EXERCISE TASK: Report every line of the material below that contains the word "audience".

PROVIDED DATA:
——————

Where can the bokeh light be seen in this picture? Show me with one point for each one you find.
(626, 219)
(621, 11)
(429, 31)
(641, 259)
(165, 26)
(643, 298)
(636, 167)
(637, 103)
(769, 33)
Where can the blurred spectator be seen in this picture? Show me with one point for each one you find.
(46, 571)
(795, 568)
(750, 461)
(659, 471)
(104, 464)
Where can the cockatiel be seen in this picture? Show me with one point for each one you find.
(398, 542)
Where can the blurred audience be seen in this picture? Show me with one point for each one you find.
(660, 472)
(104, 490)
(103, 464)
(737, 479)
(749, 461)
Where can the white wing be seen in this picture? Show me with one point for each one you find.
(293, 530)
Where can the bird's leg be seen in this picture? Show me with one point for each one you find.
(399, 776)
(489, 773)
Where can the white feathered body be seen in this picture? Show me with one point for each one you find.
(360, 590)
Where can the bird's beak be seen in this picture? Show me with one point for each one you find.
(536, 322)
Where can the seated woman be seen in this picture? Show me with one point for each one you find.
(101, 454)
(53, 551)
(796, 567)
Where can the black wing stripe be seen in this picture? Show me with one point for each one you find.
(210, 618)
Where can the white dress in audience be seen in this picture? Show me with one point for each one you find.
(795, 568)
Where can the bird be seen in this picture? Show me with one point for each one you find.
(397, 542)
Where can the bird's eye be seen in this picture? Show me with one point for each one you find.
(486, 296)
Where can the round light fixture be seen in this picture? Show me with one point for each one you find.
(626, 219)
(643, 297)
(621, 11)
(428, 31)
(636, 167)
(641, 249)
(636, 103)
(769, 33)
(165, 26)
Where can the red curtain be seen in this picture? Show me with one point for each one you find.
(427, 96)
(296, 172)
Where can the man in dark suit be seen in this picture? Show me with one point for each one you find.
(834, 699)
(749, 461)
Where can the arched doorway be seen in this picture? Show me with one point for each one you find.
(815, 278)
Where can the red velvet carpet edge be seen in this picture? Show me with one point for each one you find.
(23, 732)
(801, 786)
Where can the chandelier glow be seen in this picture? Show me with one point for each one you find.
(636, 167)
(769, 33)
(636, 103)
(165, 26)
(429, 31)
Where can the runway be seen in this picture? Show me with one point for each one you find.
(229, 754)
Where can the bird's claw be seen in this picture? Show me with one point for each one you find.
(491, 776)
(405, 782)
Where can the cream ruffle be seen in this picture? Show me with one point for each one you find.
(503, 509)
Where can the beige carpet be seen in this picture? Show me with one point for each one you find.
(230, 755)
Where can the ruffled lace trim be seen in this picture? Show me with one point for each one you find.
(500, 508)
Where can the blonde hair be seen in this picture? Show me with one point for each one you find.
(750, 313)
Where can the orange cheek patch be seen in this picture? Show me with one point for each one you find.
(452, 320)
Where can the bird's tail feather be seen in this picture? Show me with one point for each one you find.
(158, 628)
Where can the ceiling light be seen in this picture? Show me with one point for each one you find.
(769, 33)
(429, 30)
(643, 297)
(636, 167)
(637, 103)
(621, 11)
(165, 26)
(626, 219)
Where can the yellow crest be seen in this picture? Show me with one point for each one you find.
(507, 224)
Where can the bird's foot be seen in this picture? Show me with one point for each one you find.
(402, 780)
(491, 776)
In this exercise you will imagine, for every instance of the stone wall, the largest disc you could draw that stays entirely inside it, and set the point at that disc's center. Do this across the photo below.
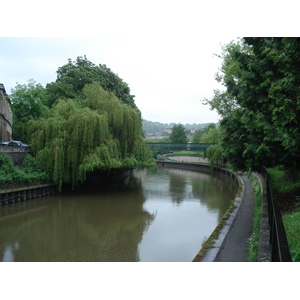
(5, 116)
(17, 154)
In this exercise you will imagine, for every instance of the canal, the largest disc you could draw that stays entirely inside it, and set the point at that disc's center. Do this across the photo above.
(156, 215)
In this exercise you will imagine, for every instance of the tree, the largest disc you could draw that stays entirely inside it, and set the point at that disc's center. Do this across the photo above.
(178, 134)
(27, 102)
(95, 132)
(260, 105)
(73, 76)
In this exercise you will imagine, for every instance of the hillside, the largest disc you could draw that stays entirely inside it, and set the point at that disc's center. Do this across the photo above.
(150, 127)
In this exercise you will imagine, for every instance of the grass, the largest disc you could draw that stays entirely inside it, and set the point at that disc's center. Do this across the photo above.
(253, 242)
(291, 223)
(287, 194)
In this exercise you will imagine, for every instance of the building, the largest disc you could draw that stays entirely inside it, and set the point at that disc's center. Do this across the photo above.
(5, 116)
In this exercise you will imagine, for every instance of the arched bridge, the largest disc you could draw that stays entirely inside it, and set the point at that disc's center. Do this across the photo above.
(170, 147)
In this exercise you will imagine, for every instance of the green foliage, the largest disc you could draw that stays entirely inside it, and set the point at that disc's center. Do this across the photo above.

——————

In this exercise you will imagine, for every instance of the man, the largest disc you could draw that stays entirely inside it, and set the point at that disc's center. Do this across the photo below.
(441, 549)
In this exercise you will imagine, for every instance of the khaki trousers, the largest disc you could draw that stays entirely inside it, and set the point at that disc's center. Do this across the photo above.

——————

EXERCISE RESPONSE:
Where can the blurred audience be seen in this picture? Show me with one point for each one you find.
Where can the white dress in audience be seen in this picture? Show me with one point for each one you find.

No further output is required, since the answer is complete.